### SUPPLIED MATERIAL
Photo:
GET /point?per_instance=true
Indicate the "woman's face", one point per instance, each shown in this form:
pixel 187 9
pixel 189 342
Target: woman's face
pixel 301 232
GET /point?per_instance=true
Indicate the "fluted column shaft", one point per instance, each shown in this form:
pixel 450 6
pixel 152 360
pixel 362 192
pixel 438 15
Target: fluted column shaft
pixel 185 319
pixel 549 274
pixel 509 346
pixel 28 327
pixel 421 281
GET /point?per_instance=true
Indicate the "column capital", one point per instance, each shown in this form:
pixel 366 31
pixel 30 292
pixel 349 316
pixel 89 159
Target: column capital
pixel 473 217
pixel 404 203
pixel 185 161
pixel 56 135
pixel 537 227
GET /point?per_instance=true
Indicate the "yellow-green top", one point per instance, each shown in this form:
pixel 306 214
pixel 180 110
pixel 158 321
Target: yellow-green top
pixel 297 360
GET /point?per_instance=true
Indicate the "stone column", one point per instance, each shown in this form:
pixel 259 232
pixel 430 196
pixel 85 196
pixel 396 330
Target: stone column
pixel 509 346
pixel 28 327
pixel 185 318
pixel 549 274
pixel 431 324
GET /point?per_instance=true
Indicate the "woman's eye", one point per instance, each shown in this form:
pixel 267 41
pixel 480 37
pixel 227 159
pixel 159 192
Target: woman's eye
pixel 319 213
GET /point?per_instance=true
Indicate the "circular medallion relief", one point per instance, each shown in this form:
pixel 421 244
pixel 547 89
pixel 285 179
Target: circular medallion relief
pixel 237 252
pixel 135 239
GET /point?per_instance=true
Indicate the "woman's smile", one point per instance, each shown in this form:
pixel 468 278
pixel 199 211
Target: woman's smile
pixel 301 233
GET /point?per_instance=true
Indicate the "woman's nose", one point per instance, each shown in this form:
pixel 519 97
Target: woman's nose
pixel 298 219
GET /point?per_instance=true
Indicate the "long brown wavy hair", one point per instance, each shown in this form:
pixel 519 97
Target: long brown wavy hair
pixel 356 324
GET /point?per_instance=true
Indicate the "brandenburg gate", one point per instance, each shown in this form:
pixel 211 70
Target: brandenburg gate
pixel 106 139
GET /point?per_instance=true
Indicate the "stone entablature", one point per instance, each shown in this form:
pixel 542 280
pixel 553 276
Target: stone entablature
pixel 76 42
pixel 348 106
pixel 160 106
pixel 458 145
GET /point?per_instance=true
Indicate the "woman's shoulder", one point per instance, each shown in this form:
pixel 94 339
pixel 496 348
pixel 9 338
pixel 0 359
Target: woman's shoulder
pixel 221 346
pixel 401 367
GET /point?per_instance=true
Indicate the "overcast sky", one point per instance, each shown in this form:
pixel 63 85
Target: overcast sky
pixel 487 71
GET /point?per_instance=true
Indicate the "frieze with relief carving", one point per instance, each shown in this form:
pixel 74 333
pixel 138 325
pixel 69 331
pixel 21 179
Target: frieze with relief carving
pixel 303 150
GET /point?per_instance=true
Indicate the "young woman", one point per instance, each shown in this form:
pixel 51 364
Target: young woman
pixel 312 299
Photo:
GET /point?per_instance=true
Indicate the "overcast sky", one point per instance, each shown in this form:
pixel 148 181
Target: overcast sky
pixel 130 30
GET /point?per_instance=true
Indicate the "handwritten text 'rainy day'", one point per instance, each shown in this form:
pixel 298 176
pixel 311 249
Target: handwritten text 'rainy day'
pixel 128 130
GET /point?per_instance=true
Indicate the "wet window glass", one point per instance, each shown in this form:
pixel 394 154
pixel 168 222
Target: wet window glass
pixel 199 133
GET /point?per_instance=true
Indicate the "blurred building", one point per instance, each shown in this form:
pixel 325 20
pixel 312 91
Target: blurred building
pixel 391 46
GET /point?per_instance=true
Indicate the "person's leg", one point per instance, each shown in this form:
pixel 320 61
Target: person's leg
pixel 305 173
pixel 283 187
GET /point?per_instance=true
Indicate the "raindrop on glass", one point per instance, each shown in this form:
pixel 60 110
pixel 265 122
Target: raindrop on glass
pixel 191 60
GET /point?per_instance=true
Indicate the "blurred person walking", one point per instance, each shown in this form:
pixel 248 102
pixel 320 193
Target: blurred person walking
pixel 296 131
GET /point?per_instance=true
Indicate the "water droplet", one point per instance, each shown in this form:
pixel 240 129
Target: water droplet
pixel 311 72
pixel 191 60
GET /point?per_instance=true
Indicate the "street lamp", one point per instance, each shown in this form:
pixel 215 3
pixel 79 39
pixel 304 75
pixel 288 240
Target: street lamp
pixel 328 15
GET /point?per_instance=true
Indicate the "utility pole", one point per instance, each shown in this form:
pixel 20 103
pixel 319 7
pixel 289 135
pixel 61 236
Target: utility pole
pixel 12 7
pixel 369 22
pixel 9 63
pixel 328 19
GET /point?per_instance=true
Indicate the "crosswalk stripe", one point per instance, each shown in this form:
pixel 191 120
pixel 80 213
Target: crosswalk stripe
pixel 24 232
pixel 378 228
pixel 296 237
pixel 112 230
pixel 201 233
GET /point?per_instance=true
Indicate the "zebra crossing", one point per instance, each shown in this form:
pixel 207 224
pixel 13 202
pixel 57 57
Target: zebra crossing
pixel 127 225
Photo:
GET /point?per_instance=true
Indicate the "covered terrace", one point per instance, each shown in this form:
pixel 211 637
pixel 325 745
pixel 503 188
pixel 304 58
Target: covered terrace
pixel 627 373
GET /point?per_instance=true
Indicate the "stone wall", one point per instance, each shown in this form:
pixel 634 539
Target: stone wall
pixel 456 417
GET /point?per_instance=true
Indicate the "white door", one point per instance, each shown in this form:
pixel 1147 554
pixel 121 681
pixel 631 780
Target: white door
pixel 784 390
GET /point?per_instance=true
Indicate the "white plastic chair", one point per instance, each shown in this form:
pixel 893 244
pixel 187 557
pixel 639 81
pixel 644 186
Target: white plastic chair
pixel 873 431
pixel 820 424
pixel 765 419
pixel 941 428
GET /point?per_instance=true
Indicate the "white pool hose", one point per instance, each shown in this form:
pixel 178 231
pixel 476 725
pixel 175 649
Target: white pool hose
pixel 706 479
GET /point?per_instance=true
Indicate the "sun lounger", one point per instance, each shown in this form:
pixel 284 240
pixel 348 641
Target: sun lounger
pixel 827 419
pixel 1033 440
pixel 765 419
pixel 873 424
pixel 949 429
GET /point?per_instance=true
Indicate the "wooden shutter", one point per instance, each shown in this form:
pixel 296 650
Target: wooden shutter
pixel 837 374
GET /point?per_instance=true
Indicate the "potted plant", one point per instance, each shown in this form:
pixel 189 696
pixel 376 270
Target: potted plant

### WHAT YOU HAVE TO DO
In the entries above, count each line containing the word "potted" and reply with only the count.

### REPLY
2